__Extracted text__.
════════
What is K-pop?
K-Pop (or Korean pop or Korean popular music), is a form of modern music that blends electronic, pop, hip-hop, rock, and R&B genres. K-pop has existed for decades, but in the last few years the genre has spread globally amassing armies of fans. With BLACKPINK, BTS, Exo, Twice, and countless others, there is plenty of K-pop trivia to spare, so buckle up for 15 facts about K-pop.
Facts about K-pop:
- The first K-pop album was released in 1925. The album is called “Yo Pungjin Sewol” (or “This Tumultuous Time”) and is by artists Park Chae-seon and Lee Ryu-saek. However, K-pop’s modern-day iteration began in 1992 with the emergence of Seo Taiji and Boys. Seo has since earned the nickname “President of Culture.”
- Over 100 groups debut in South Korea annually. However, less than 5% of these bands are successful.
- BTS was the first K-pop act to perform as a musical guest Saturday Night Live. In April of 2019, the group performed songs from its newly released album “Map of the Soul: Persona.”
- The name “BTS,” stands for the words, “Bangtan Sonyeonda” in Korean. This translates to mean “Bulletproof Boy Scouts.”
- The Kim Sisters were the first Korean group to release an album in the United States.
They produced the album in 1959 in Las Vegas, where they later held many concerts. Their cover of “Charlie Brown” reached No. 7 on the Billboard singles chart.
- The band Girl’s Generation once ran two miles to make a performance. The group had earlier been involved in a car accident, but because music shows have a rule that no-shows are banned from any future appearances, the girls ran on foot in order to make it on time.
- Jackie Chan manages a K-pop boy band. JJCC is a six-member South Korean formed under the the Chinese action movie star formed the Jackie Chan Group South Korea.
- K-pop’s History can be traced back to an American missionary. In 1885, Henry Appenzeller began teaching American and British folk songs to schoolchildren.
- Girl’s Day member Yura insured her legs for almost $500,000. Her company’s CEO urged her to insure them for the hefty sum of half a billion South Korean won.
════════
__Given material__.
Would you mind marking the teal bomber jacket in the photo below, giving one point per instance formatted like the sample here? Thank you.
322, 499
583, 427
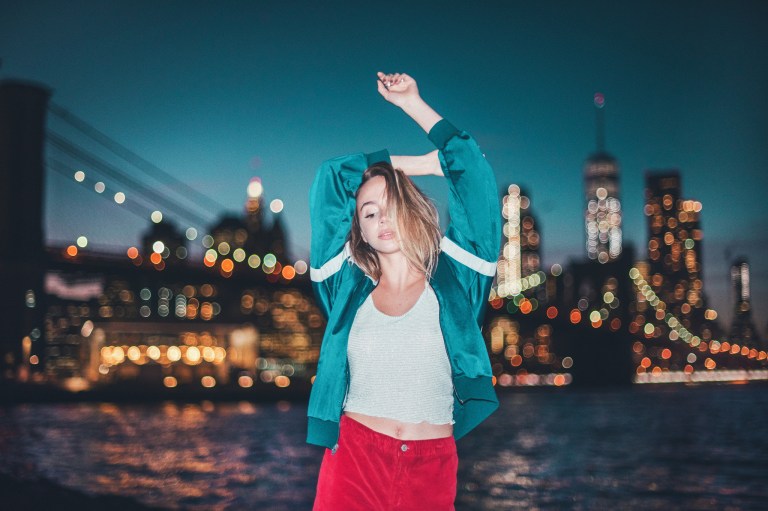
════════
__Things to do__.
• 1. According to the K-pop facts page, what does the name "BTS" translate to?
• 2. Please pick up the K-pop facts page after its last sentence and continue it.
The material is separate from the K-pop facts page.

__Answers to this exercise__.
• 1. "Bulletproof Boy Scouts."

• 2.
- Bora, from the South Korean girl group SISTAR, lost her father the day she had her TV debut. She received the news that her dad had lost his battle with gastric cancer the very same day she auditioned for JYP Entertainment.
- The cost of training a Korean idol averages $3 million. Labels in South Korea hold auditions for trainees starting at very young ages. Hopefuls live together and spend several hours a day learning music, dance, foreign languages and other skills in preparation for their debut.
- Most Idols don’t get paid until they pay off their debt. However, some labels—such as SM and JYP Entertainment—don’t make their newly debuted groups pay them back.
- The girl’s group Leader’S has 28 former members. Although Leader’S tops the list, they are followed by APeace, which has 23 past members, LPG at 15, Barbie D (formerly called Kiwi Band) at 14, and BADKIZ at 14.
- There are special taxi services in South Korea to help fans follow their favorite K-pop idols. The so-called “sasaeng taxi” is a method used by rabid fans to follow idols to their scheduled activities or personal appointments. These taxis charge $600 a day (on average), and will follow an idol or group for the entire day.
- For years, North and South Korea blasted K-pop (and propaganda) along the Demilitarized zone (DMZ). The loudspeakers were dismantled in the spring of 2018 but for years both sides loudly blasted K-pop along the stretch of neutral territory between North and South Korea.